▶ DIRECTION: Set down each record below precisely, skipping the pictures.

Records from a data collection
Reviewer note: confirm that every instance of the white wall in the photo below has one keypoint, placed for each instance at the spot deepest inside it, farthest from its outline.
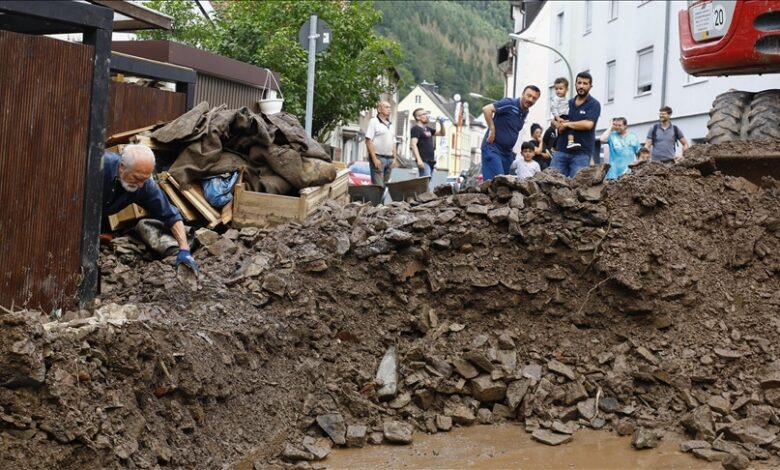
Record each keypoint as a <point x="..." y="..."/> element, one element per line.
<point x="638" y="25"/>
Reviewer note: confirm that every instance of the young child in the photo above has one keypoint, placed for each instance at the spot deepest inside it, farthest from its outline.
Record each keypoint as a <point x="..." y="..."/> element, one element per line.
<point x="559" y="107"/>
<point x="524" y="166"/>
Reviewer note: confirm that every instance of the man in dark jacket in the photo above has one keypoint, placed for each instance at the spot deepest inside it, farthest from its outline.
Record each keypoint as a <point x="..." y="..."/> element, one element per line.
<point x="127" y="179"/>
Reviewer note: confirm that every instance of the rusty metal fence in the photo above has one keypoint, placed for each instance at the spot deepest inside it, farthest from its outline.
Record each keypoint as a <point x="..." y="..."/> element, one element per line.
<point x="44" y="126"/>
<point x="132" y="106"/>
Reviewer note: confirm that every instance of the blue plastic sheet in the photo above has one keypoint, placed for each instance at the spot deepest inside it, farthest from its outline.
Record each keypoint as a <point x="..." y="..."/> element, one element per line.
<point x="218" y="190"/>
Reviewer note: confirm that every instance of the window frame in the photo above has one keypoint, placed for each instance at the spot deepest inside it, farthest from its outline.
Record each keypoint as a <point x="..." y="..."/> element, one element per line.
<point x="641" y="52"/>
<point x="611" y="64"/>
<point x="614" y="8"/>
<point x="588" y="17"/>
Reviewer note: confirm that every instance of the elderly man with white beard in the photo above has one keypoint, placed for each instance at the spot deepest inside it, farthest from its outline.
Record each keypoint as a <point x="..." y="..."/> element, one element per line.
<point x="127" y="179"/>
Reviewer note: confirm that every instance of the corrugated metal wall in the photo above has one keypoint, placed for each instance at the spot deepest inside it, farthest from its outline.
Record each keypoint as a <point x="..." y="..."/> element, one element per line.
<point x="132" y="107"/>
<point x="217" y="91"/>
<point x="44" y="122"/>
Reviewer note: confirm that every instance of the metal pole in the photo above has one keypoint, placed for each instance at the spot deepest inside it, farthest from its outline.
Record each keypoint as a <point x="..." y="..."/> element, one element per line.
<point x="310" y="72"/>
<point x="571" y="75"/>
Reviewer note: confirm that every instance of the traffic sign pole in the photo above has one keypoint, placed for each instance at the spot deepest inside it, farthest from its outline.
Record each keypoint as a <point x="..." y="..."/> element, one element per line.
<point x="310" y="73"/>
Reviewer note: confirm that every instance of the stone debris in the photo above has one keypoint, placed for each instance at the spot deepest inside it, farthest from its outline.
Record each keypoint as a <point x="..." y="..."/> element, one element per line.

▶ COMPLETED EXERCISE:
Reviewer note: confirm that every instance of the white wall in the photo below has one keypoint, placed for each instance at the spot deepest inside it, farthest from its outline.
Record each keypoint as a <point x="..." y="..."/> element, one element per line.
<point x="638" y="25"/>
Reviewer note: confirm that every instance of the young child in the photo above has one keypoint, placed for each instance at the spot deepest inside it, farthest from its outline.
Record each keypoint as a <point x="..." y="..."/> element, one element per line.
<point x="559" y="107"/>
<point x="524" y="166"/>
Reviewer note: confirm that every instance of the man in dark jacket in the photo above has one keypoint, placed for each instance at the spot deepest inside it, farthest from its outline.
Record each keypoint as a <point x="..." y="..."/> element, one element per line.
<point x="127" y="179"/>
Reviewer note: confirm that every instance of the rusty metal fence in the photo above has one keypoint, placed for each instance at the spot deepest inside it, farthest from its outline.
Record each keypoint as a <point x="..." y="..."/> element, one element per line.
<point x="44" y="126"/>
<point x="132" y="106"/>
Reviewer note: confirm that every instance of the blue plastic sheet in the photo above has one keypoint, placed for each instance at the spot deepest inside it, farthest from its outline.
Record each keypoint as a <point x="..." y="..."/> element, one element per line.
<point x="218" y="190"/>
Reviewer note: confirm that every instance of the window frame in the photo above has one keypoint, placed for each instance at the spot deepest inside it, farthest from its outline.
Record each keypoint as a <point x="..." y="..."/> element, one element per line.
<point x="641" y="52"/>
<point x="611" y="64"/>
<point x="614" y="8"/>
<point x="588" y="17"/>
Reviewer note: confirm that every instance of the elderly man with white beard in the photo above has one keypoint, placed for each instance at the spot deepest inside it, farthest from its outline.
Record each keypoint as a <point x="..." y="..."/> element, one element per line.
<point x="127" y="179"/>
Reviewer note: confirm that every instance of the corrugated metal wall in the photo above has one keypoint, placed for each instance at the spot deepest inside it, farthest from its outline.
Record each keypoint as a <point x="..." y="..."/> element, one element per line.
<point x="132" y="107"/>
<point x="217" y="91"/>
<point x="44" y="122"/>
Reviewer note: confirm that every instance of the metal pole in the photo above has one keypoint, placed for each instance at the spot deepest inside it, farthest from its outline.
Record each keypoint as a <point x="..." y="..."/> element, one element per line.
<point x="310" y="72"/>
<point x="571" y="75"/>
Reviewer note: confirm that every instance of the traffic sign pole in the photo above has one keypoint, placed for each instance at the spot deepest inside it, farthest from its outline.
Record each keypoint as a <point x="..." y="..."/> element, one element per line.
<point x="310" y="73"/>
Reviewer note: confirm that every instance of the stone debris in the photo above has one keypoint, placed for each instance at the spot deepest inside it, farthest from its outline.
Record each keypoint as a <point x="..." y="..."/> element, one element per line.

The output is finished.